DATA FOR THIS EXERCISE.
□ □ □

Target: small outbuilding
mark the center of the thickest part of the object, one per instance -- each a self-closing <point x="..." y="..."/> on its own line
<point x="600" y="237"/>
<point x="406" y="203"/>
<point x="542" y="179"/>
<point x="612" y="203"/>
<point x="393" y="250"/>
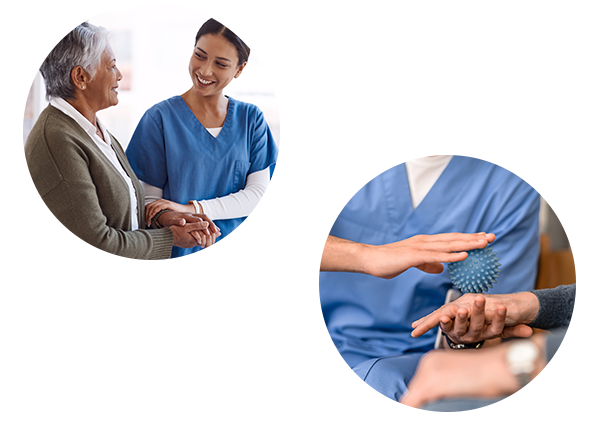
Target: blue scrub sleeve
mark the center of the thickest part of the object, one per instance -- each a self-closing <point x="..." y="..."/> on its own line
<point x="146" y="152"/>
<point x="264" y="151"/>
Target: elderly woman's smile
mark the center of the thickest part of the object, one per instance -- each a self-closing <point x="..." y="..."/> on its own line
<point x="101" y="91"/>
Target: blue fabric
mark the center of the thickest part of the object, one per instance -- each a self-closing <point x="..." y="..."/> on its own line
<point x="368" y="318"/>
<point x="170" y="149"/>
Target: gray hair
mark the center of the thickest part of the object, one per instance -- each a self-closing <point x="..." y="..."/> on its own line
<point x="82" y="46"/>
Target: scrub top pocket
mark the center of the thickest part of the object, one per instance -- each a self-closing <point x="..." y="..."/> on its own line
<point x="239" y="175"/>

□ □ □

WHAT IS BEING ASKED.
Say how many lines of the material contain the word "blue", with no other text.

TASK RESULT.
2